=== TASK MATERIAL ===
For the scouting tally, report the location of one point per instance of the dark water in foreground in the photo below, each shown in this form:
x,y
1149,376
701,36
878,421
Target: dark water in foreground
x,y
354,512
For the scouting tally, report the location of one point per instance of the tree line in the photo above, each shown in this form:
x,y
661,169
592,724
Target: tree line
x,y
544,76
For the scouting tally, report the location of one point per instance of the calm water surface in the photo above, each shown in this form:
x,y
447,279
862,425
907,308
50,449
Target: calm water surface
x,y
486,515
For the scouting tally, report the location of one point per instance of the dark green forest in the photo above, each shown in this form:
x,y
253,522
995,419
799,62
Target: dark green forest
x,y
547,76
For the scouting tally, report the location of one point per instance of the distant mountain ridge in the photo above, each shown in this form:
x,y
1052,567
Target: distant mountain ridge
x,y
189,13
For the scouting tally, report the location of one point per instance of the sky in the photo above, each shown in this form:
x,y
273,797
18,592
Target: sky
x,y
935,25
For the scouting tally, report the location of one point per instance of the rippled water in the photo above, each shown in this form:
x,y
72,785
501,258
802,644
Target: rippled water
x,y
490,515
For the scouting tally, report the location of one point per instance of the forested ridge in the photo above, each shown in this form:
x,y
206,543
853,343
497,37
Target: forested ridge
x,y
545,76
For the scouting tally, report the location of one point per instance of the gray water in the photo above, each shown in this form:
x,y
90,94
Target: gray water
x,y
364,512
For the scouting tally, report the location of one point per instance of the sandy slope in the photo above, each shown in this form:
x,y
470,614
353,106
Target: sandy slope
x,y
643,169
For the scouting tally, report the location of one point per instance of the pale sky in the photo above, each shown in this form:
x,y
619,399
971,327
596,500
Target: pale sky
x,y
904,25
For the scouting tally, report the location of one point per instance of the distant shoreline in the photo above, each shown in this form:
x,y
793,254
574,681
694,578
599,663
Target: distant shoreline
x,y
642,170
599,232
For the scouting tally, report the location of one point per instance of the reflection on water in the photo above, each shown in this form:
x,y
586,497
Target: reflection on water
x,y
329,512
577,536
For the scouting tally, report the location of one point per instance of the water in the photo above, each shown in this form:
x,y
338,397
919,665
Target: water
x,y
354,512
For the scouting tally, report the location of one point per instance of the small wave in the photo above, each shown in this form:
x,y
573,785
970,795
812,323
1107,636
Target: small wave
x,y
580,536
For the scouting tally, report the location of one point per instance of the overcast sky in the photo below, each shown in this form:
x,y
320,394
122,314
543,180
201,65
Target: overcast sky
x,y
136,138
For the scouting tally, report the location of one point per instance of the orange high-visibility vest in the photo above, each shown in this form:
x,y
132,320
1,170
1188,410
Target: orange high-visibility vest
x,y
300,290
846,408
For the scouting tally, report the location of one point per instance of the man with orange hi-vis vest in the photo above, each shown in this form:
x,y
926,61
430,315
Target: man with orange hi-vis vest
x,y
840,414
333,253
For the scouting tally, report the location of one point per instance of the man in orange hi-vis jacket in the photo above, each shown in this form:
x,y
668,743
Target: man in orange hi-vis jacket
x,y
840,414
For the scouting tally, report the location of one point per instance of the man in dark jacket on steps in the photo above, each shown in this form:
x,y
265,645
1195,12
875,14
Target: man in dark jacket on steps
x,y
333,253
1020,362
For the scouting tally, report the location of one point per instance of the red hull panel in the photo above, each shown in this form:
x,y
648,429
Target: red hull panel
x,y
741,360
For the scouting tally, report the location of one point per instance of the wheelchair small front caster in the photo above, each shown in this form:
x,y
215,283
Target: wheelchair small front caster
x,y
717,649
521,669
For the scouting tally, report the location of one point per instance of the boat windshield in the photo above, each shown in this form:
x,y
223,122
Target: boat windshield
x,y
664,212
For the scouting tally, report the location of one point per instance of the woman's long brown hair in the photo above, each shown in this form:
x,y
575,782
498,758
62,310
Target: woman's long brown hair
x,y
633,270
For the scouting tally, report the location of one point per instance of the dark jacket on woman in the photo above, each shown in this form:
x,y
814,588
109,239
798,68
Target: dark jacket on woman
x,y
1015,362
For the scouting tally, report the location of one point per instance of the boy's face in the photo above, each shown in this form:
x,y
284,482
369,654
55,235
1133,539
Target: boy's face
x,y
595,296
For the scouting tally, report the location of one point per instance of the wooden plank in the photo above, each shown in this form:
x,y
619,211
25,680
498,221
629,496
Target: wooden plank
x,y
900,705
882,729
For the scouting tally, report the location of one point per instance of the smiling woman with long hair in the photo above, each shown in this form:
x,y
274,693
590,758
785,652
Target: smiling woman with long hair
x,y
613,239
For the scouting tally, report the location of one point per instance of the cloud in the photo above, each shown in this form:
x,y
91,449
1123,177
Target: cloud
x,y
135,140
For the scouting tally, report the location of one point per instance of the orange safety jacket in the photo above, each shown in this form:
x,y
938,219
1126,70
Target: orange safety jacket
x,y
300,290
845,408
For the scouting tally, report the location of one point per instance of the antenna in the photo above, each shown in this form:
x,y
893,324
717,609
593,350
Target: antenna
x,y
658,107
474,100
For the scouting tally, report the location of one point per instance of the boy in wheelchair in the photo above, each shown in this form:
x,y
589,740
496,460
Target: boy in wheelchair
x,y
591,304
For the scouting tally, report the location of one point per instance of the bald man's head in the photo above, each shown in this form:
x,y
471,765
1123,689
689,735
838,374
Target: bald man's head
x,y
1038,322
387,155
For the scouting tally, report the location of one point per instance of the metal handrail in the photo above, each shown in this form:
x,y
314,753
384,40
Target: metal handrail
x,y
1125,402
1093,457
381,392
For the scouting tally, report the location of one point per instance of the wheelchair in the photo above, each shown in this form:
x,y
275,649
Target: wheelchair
===
> _REQUIRED TASK_: Put the lines above into a numbered list, starting at the line that contains "the wheelchair in" and ending at the last line of the rows. Leave out any blank lines.

> _RESPONSE TO THIS TASK_:
1. For the scouting tally, report the location of one point per instance of the wheelchair in the photo above, each shown in this form:
2. x,y
3. 275,649
4. Target: wheelchair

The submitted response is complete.